Dataset excerpts on object pointing:
>> begin
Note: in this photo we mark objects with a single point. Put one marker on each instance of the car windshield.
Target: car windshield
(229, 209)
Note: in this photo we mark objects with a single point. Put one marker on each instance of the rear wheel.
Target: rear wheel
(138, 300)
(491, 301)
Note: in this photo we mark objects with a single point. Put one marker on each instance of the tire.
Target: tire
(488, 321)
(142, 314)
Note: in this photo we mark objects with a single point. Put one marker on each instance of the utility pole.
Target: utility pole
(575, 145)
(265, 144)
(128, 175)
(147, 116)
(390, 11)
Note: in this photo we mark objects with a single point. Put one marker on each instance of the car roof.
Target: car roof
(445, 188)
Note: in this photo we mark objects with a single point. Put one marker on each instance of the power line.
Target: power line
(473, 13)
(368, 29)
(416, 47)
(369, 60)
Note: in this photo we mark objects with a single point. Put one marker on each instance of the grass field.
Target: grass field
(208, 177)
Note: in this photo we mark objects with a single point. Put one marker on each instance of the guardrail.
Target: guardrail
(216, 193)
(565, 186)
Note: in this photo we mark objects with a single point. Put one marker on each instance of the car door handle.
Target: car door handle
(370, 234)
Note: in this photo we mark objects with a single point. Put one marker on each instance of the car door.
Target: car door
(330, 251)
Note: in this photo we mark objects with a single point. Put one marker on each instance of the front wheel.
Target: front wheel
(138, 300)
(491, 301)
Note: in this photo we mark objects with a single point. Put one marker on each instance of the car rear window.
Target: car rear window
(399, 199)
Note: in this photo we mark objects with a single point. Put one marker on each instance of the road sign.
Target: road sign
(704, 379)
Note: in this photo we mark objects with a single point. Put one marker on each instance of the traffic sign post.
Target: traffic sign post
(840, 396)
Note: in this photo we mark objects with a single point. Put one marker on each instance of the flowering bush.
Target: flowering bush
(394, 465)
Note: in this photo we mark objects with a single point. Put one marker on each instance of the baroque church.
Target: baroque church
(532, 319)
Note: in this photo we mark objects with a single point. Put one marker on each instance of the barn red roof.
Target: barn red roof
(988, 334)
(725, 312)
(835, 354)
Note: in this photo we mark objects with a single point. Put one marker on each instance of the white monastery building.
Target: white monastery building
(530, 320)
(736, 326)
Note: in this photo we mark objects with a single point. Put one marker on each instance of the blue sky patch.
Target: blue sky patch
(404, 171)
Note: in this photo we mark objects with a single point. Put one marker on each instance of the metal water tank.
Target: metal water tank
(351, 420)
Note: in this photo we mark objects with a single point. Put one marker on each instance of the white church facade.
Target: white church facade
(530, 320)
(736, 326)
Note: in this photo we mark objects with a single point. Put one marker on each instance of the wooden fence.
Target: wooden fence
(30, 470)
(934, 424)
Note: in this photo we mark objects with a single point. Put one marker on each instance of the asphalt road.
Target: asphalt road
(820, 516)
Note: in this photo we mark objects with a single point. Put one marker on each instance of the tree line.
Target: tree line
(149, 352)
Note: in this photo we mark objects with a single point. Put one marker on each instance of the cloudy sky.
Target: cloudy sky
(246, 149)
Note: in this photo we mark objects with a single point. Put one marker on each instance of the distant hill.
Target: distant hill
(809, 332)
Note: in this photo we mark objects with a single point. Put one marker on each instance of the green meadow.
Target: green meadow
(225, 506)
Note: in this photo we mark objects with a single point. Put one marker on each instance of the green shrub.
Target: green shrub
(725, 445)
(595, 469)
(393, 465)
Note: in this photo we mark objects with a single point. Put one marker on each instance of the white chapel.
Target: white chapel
>> end
§ JOB: Rewrite the records with "marker" changed to "dot" everywhere it appears, leaving every other word as it is.

§ RIGHT ANSWER:
Note: in this photo we mark objects with a single point. Put one dot on each instance of the car windshield.
Target: car windshield
(229, 209)
Note: in this photo we mark objects with a single point. Put one dot on each instance of the rear wheel.
Target: rear wheel
(138, 300)
(491, 301)
Note: in this photo we mark objects with a single point. Put one dot on each instance of the tire.
Target: tire
(488, 321)
(142, 314)
Note: in this photo we mark objects with a single point. Put one dot on each instance of the utility pole.
Target: utility pole
(575, 145)
(265, 144)
(128, 175)
(147, 116)
(390, 11)
Note: in this photo we mark objects with a single point. Put one dot on each instance of the car roof.
Target: car roof
(445, 188)
Note: in this photo we mark objects with a single point. Put one dot on each instance of the power line.
Target: power line
(473, 13)
(368, 29)
(416, 47)
(369, 60)
Note: in this photo we mark objects with a single point. Put one dot on each instance of the grass field.
Target: grass field
(208, 177)
Note: in this photo we mark objects with a single point. Put one dot on each instance of the guardrail.
Target: guardrail
(216, 193)
(565, 186)
Note: in this photo we mark objects with a single point. Put one dot on each instance of the car door handle.
Target: car door handle
(370, 234)
Note: in this photo we mark objects with a single point. Put one dot on each instance of the car door.
Target: car door
(330, 251)
Note: in this photo we mark objects with a single point. Put one dot on each instance of the front wheel.
Target: front wheel
(138, 300)
(491, 301)
Note: in this photo we mark objects with a single point. Put one dot on each instance of the car rear window.
Target: car rear window
(399, 199)
Note: in this photo we mark objects with a single point. Put one dot on each instance of the road sign.
Target: road sign
(704, 379)
Note: in this photo we mark objects with a single point. Put one dot on each instance of the traffic sign post.
Target: traffic sign post
(840, 396)
Note: in this photo we mark objects with a single point. Put one dot on each instance of the flowering bush.
Target: flowering bush
(394, 465)
Note: in this photo we mark objects with a single point. Put one dot on each instance of the baroque church.
Target: baroque church
(532, 319)
Note: in this photo we mark objects with a single point. Put one dot on each instance of the barn red roof.
Target: barn red roof
(988, 334)
(725, 312)
(835, 354)
Note: in this photo we mark objects with a single point. Put one dot on each instance of the white monastery building.
Target: white monastery building
(530, 320)
(736, 326)
Note: in this photo we mark objects with a single point. Put one dot on each instance of the blue sky patch.
Target: blue sky patch
(404, 171)
Note: in this photo we mark objects with a single point. Put one dot on each instance of the metal water tank.
Target: metal water tank
(351, 420)
Note: in this photo we mark objects with a single point. Put one dot on each instance of the white church facade.
Target: white church facade
(530, 320)
(736, 326)
Note: in this photo we mark objects with a single point. Put one dot on each instance of the wooden fence.
Target: wooden fence
(30, 470)
(934, 424)
Note: in this photo we mark objects with a single point. Put one dot on each instance of the asphalt road.
Target: asphalt road
(820, 516)
Note: in this photo we mark objects with a single point. Put one dot on each instance of the tree line.
Target: tree line
(149, 352)
Note: in this photo we mark objects with a single point. Put one dot on each instance of the cloudy sky.
Target: cloudy sky
(246, 149)
Note: in this photo we mark objects with a single point. Put one dot on each instance of the distant hill.
Target: distant hill
(809, 332)
Note: in this photo we mark objects with a single point. Put one dot on each instance of the green meadow.
Target: green meadow
(225, 506)
Note: in this photo we mark objects with a single point. Put one dot on each instance of the green shrub.
Target: green shrub
(725, 445)
(595, 469)
(393, 465)
Note: in this photo we mark objects with a single point. Put one dot on each instance of the white chapel.
Target: white chapel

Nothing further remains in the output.